▶ _ASSIGNED TASK_:
Within this material, find every line where the string "below" appears, and copy it out.

▶ _DATA SECTION_:
[Start of section]

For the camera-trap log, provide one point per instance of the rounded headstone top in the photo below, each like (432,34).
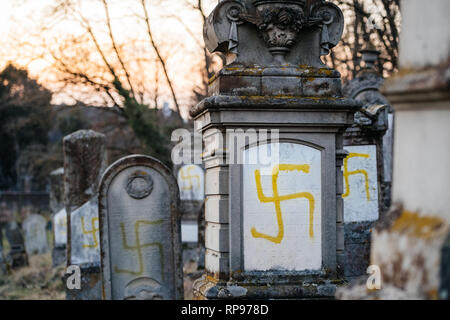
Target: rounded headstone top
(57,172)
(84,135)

[End of section]
[Start of section]

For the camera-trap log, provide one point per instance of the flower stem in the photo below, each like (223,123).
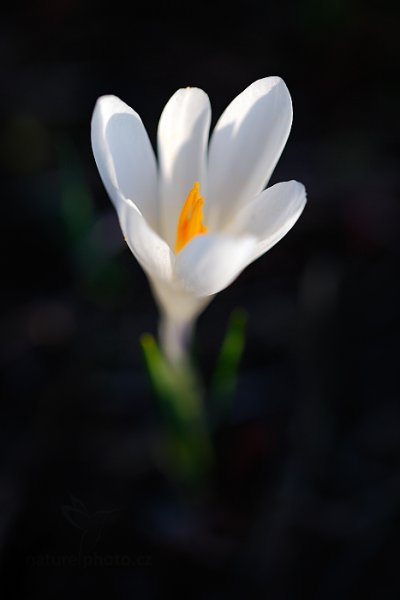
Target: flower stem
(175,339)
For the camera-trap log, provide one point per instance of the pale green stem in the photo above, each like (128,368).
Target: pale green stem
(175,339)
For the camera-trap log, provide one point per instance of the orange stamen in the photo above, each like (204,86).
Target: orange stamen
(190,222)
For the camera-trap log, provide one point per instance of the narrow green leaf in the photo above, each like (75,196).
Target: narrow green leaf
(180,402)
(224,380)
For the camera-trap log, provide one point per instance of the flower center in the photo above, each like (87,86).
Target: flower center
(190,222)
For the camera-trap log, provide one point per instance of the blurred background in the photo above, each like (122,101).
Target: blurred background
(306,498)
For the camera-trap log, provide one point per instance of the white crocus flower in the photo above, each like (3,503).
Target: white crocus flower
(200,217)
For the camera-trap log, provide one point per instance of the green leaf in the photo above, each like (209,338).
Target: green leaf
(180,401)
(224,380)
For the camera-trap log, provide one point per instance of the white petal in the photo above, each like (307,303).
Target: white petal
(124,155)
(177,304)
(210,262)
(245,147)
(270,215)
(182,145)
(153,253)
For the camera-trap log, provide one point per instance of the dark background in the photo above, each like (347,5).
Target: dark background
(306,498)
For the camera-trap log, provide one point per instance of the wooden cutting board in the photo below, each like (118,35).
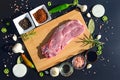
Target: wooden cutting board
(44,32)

[End of section]

▶ _OUTPUT OF THE EXERCISE_:
For the camera-trap log, provide one point per instance of the rounded headstone top in the photo below, each like (432,34).
For the camera-trap log, provide one point per instance of the flower stem in the photo below, each like (223,123).
For the camera-trap log, provide one point per instance of the wooden cutting board in the photo below, each like (118,35).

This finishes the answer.